Collected data entries:
##############################

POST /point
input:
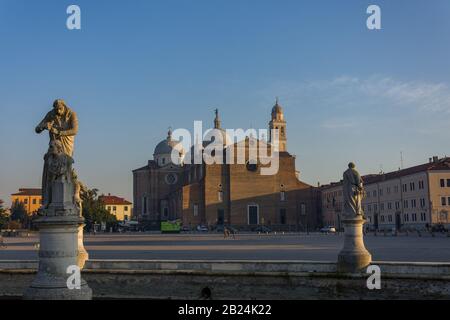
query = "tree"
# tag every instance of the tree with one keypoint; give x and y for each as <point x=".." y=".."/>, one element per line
<point x="3" y="216"/>
<point x="94" y="210"/>
<point x="19" y="213"/>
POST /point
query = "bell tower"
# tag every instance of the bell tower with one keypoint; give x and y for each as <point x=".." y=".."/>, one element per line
<point x="278" y="124"/>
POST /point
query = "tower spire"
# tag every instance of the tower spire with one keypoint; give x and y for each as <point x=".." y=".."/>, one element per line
<point x="217" y="120"/>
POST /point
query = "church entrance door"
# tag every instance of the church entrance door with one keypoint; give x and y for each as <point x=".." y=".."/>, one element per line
<point x="253" y="214"/>
<point x="220" y="216"/>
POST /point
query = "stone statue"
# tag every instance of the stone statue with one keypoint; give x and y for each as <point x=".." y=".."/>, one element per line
<point x="57" y="167"/>
<point x="353" y="192"/>
<point x="60" y="222"/>
<point x="62" y="124"/>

##############################

Written instruction.
Please extract every line of the records above word for word, leaving the pictures out.

The result.
POST /point
input:
query = "tree"
# tag every instance of the tree with one keypoint; give x and y for each as <point x=".." y=".."/>, one element per line
<point x="3" y="216"/>
<point x="94" y="210"/>
<point x="19" y="213"/>
POST /point
query = "bell tower"
# tag every instance of the bell tower with one keypoint; give x and y for each as <point x=".." y=".."/>, one element per line
<point x="278" y="124"/>
POST /point
query = "tower spire"
# tag every instance of the tower spire with one keypoint; give x and y for each as <point x=".." y=".."/>, one element per line
<point x="217" y="120"/>
POST /point
query = "church entrance door"
# tag every instance of the church entrance door with one keypoint; give x and y for each as <point x=".." y=".."/>, one element per line
<point x="253" y="214"/>
<point x="220" y="216"/>
POST /point
query = "stone statue"
# tag every instance of the stone statue with one keypoint; give x and y for each as <point x=".." y=".."/>, one element per line
<point x="57" y="167"/>
<point x="353" y="192"/>
<point x="60" y="222"/>
<point x="62" y="124"/>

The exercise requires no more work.